YOUR INSTRUCTIONS: Repeat the material from its start through the line containing "column 633, row 393", substituting "black work boot" for "black combat boot" and leaving everything else unchanged.

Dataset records
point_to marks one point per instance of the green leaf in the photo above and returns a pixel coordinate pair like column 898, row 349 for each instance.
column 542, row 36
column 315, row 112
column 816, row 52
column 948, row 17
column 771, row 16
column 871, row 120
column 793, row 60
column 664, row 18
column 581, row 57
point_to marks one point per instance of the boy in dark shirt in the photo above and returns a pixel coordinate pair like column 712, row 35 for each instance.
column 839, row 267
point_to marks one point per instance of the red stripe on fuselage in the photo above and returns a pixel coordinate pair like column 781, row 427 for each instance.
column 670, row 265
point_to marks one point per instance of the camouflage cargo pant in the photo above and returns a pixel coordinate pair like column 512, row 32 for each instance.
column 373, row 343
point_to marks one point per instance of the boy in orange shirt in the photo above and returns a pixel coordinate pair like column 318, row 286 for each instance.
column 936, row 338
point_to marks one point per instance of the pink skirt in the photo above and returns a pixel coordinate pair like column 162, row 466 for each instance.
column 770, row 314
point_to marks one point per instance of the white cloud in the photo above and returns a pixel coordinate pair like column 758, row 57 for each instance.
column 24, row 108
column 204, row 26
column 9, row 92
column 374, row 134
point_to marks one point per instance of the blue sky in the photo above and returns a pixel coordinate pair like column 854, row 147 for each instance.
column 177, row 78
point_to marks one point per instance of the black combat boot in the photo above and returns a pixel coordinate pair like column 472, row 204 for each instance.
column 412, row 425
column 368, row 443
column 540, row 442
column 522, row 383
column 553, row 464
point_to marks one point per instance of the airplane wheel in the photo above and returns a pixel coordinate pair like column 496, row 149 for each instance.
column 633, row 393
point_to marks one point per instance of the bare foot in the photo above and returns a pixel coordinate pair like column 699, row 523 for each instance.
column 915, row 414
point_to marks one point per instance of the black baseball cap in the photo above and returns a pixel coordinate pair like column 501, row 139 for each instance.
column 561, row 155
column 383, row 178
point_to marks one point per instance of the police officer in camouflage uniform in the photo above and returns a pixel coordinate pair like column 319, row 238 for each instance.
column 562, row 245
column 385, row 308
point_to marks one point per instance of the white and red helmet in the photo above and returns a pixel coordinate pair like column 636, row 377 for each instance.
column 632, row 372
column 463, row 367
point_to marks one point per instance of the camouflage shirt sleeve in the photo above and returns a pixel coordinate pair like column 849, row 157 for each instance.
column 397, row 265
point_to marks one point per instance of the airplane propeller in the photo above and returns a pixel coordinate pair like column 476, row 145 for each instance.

REPLY TO THE TASK:
point_to marks one point per instance of the green leaf in the photo above and returns a pixel coordinate pair like column 898, row 349 for each instance.
column 542, row 36
column 315, row 112
column 816, row 52
column 948, row 17
column 771, row 16
column 871, row 120
column 793, row 60
column 664, row 18
column 581, row 57
point_to marks one point per instance of the boy in dark shirt in the photo above and returns a pixel coordinate pair like column 712, row 35 for each instance.
column 839, row 267
point_to marks one point per instance of the red stripe on fuselage in the photo above and returns a pixel coordinate pair like column 781, row 427 for each instance.
column 670, row 265
point_to marks one point per instance of the camouflage cargo pant in the photo above and returns a pixel coordinate pair like column 512, row 32 for each instance.
column 373, row 343
point_to marks one point per instance of the boy in orange shirt in the photo above and returns a pixel coordinate pair like column 318, row 286 for each instance.
column 936, row 338
point_to marks one point per instance of the pink skirt in the photo above and returns a pixel coordinate pair like column 162, row 466 for each instance.
column 770, row 314
point_to marks one point per instance of the white cloud in the photo above and returns a pixel coordinate pair like column 758, row 57 for each instance.
column 24, row 108
column 204, row 26
column 9, row 92
column 374, row 134
point_to marks one point per instance of the blue sky in the photo above and returns a pixel coordinate pair like column 854, row 147 for each instance.
column 177, row 78
point_to marks one point per instance of the black work boot in the photo above and returns a pixel coordinate pair like column 472, row 204 for each instance.
column 412, row 425
column 368, row 443
column 540, row 442
column 522, row 383
column 553, row 464
point_to marks one point per instance of the airplane wheel in the photo above and returns a pixel coordinate pair like column 496, row 149 for each instance.
column 633, row 393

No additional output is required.